Excerpt to read:
###

# Found a pigeon with a broken wing. Need advice



## ascfencer (Apr 14, 2014)

Hello all! I'm in Philadelphia, PA and about two weeks ago, I found an injured female pigeon sitting on the ground, in the rain, pressed up against a wall. I left her there, deciding to check in later because I didn't want to make assumptions about whether or not she was in trouble. 

Five hours later, she hadn't moved so I went up with a box and was able to scoop her up easily. I've taken wildlife to rehab centers before and so it's automatic for me to think of that as an option. 

After getting her home and doing some research, I learned that normal wildlife centers in this area won't take pigeons and I couldn't find any who did. I decided to instead take her to my vet (specializes in exotics and have known him for years), thinking he'd bandage the busted wing and I'd feed her/ rehab myself until such time as she could be released. 

The vet did an x-ray and determined that she'd probably never fly again. If I paid $500 for surgery she MIGHT have a slim chance, but he thought probably not even then. He said the surgery would essentially only lower the risk of infection from the broken wing. He sent me home with antibiotics (Baytril) and an anti-inflammatory. 

So now I have a beautiful pidgi on my hands who's (most likely) only option left is to be someone's pet. My boyfriend and I named her Amelia and we think she's wonderful. She sits on our laps and while she's definitely still skeptical of humans, I can tell that she'll make a fantastic pet once she's settled in. I bought her a large bag of pigeon feed (Sun Seed Vita for Dove and Pigeon) and she eats heartily. 

She seems to be the picture of health, minus the broken wing. She's alert and clear-eyed. We have room on the back porch to make her a tall enclosure with an insulated nest box and enough perches and things. We're both huge animal lovers and he's carpentry certified, so we could definitely handle creating the proper set-up for a pet pigeon.

###

Given data:
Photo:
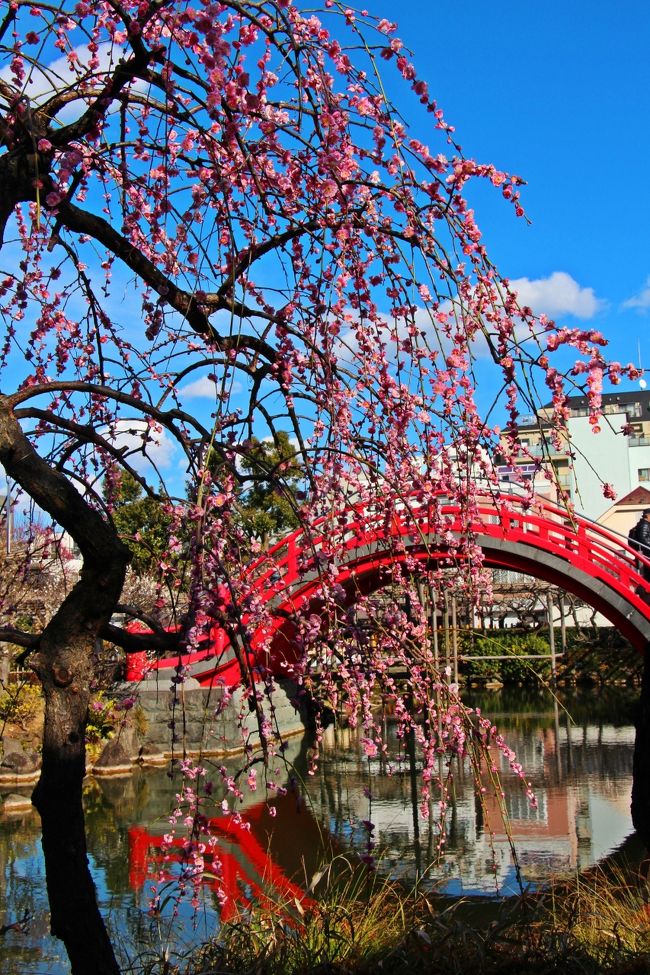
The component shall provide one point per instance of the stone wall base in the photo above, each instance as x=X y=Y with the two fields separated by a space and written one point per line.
x=185 y=720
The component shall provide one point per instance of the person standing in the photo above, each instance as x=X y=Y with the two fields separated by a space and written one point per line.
x=639 y=539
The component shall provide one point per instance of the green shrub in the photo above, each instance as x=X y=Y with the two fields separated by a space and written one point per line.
x=20 y=703
x=515 y=648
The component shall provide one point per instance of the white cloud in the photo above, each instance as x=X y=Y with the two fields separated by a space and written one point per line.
x=205 y=388
x=64 y=72
x=145 y=447
x=641 y=301
x=557 y=295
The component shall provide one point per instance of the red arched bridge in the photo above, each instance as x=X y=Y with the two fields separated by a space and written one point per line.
x=539 y=539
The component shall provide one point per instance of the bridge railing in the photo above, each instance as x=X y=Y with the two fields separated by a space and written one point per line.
x=542 y=525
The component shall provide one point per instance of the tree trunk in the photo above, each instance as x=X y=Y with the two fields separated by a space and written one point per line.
x=63 y=662
x=74 y=914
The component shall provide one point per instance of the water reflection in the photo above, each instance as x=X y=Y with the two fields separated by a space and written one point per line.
x=579 y=762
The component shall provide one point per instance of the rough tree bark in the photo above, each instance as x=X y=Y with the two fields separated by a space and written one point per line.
x=63 y=663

###

Exercise instructions:
• A. In the forum post about the injured pigeon, what antibiotic did the vet send home?
• B. Quote the forum post about the injured pigeon, beginning at the words "The vet did" and stopping after "she eats heartily.".
• C. Write what comes next in the forum post about the injured pigeon, picking up after its final sentence.

Per-task answers:
• A. Baytril.

• B.
The vet did an x-ray and determined that she'd probably never fly again. If I paid $500 for surgery she MIGHT have a slim chance, but he thought probably not even then. He said the surgery would essentially only lower the risk of infection from the broken wing. He sent me home with antibiotics (Baytril) and an anti-inflammatory. 

So now I have a beautiful pidgi on my hands who's (most likely) only option left is to be someone's pet. My boyfriend and I named her Amelia and we think she's wonderful. She sits on our laps and while she's definitely still skeptical of humans, I can tell that she'll make a fantastic pet once she's settled in. I bought her a large bag of pigeon feed (Sun Seed Vita for Dove and Pigeon) and she eats heartily.

• C.
Our biggest problem now is that we have roommates who are NOT animal lovers and who don't quite understand why we'd "waste our time and money" so that we can "mess around with wildlife" and "can't you just take that thing to a wildlife center or something?". I didn't plan to keep her when I picked her up, but I've been doing my best to adapt the plan accordingly. Most people around us besides the roommates have also been expressing disapproval at how irresponsible we are to waste our time and money and effort on an icky wild bird and calling me naive for thinking I can "save them all" (I'm a practical, scientific sort of person. Of course I don't think that! I just care about sharing my life with animals and helping out where I can.) 

Point is, all the negativity is wearing me down. If it were just the two of us living alone, I'd keep her in a heartbeat, but because people around us have been so venomous and judgey, I need to at least look into options for finding someone who cares as much as I do about a bird who will probably never fly again. So, Amelia might need someone else to love her if I can't make the people around me understand, and I could use some advice. 

**************

TL;DR - I have a broken-winged female pigeon who probably won't ever fly again. I want to keep her but possibly I cannot. I'm keeping her in a large plastic bin which I clean every day and have been giving fresh food and water. She'll get a big aviary built for her if we can keep her. The vet seems to think that expensive surgery is ideal, but I'm hoping we could just take her back for antibiotics if anything did become a problem. Finances are tight and $500 all at once is a lot for me. Doable if absolutely necessary, but a lot. 

Am I doing everything right so far?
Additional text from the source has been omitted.